Position identification records
:::

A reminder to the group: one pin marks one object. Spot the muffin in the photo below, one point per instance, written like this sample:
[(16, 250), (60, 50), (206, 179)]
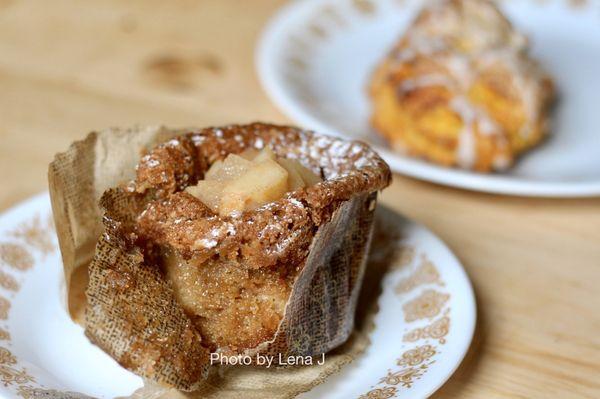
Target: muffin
[(459, 89), (237, 240)]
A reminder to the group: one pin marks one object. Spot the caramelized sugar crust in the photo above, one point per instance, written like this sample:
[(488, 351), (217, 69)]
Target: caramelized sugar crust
[(459, 89), (234, 274)]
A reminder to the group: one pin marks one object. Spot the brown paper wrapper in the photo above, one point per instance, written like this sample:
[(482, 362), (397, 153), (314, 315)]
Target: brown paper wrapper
[(131, 311)]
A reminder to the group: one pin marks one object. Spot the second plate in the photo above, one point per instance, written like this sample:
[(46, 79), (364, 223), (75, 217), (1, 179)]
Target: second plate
[(316, 56)]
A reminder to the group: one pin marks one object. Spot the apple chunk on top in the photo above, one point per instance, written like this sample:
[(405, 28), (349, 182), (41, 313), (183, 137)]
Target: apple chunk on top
[(248, 180)]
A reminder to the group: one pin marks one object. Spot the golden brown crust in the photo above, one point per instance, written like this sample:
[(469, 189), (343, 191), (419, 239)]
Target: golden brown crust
[(283, 227), (459, 89), (233, 275)]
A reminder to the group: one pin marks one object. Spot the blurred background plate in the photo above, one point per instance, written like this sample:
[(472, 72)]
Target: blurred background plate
[(316, 57)]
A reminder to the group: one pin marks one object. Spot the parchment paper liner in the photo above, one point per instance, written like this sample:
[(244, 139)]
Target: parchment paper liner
[(151, 335)]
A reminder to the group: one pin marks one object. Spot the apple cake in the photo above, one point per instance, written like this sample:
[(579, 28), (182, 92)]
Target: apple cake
[(459, 89), (230, 215)]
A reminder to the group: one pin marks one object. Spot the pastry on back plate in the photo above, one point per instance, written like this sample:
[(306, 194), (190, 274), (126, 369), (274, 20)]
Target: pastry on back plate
[(238, 240), (459, 89)]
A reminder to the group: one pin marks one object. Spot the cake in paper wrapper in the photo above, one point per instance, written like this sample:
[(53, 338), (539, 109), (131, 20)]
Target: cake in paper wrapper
[(172, 281)]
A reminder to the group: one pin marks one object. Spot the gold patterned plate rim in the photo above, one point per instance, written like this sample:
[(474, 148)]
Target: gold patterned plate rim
[(315, 57), (423, 327)]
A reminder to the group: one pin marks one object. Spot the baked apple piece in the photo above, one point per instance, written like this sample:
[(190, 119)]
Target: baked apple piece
[(248, 180)]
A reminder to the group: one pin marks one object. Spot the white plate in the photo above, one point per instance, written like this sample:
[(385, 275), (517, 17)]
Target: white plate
[(425, 322), (316, 56)]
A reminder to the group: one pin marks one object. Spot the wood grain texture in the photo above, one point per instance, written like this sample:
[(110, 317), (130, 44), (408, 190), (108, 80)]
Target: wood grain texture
[(69, 67)]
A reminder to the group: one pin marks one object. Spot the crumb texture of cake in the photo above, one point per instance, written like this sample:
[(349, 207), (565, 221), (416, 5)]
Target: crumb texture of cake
[(459, 89), (232, 213)]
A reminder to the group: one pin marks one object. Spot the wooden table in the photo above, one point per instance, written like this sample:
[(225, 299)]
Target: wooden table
[(69, 67)]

:::

● **Required work**
Rewrite the part of the listing that opens with the line containing "Spot the parchment" and runs through the end of the listing, keeping every line, requests and their format samples included, unchanged except for the point coordinates in the answers. Scale each of those coordinates by 2.15 and round to whole numbers, with halves rounding up.

● **The output**
A reminder to the group: one pin marks one object. Spot the parchment paper liner in the photo above, one point per instance, written like this sample:
[(244, 139)]
Target: parchment paper liner
[(325, 720)]
A reminder to the group: one pin marks one object. Spot the apple cake in the photo above, one point per instance, written like this sample:
[(579, 28), (182, 92)]
Target: apple cake
[(987, 191), (495, 462)]
A reminder to the group: one pin marks one object. Spot the pastry on back plate in the photo above, one point per instance, written like this sample:
[(306, 194), (190, 274), (126, 369), (274, 20)]
Target: pastry on back plate
[(512, 516), (987, 191)]
A reminder to the group: one pin marks one object. Spot the cake in paper wrapper in the photo above, one point per instance, written like this sample:
[(53, 338), (539, 109), (131, 20)]
Target: cake in paper wrapper
[(370, 604)]
A reminder to the group: one pin marks one object. Spot the gold patterned plate rim in the photo above, one point per instance, written like this sample:
[(474, 148)]
Target: gold patterned plate rim
[(677, 123), (909, 703)]
A reminder to the group: one pin marks one object. Spot the baked apple piece in the photo above, one point per instance, written like this sample:
[(190, 119)]
Target: baked apple piece
[(533, 387)]
A reminder to the group: one pin marks one object. Spot the white plate in the photo above, one point per instance, written like this sample:
[(385, 275), (517, 17)]
Target: white plate
[(914, 692), (679, 120)]
A reminder to the group: one pin marks one object. Spot the wood grain texture in the photo above, one point per instance, written like this sample:
[(110, 317), (130, 44), (408, 190), (108, 80)]
Target: wood grain texture
[(148, 144)]
A reminder to the group: one pin marks one object. Spot the crumb texture of cake in the photo above, one point per instance, written like this sample:
[(349, 207), (565, 221), (416, 5)]
Target: crumb texture of cake
[(987, 191), (499, 458)]
A reminder to the group: one pin marks one object. Spot the wooden table in the photo above, one point per instance, written like this sample:
[(225, 299)]
Target: wooden table
[(148, 144)]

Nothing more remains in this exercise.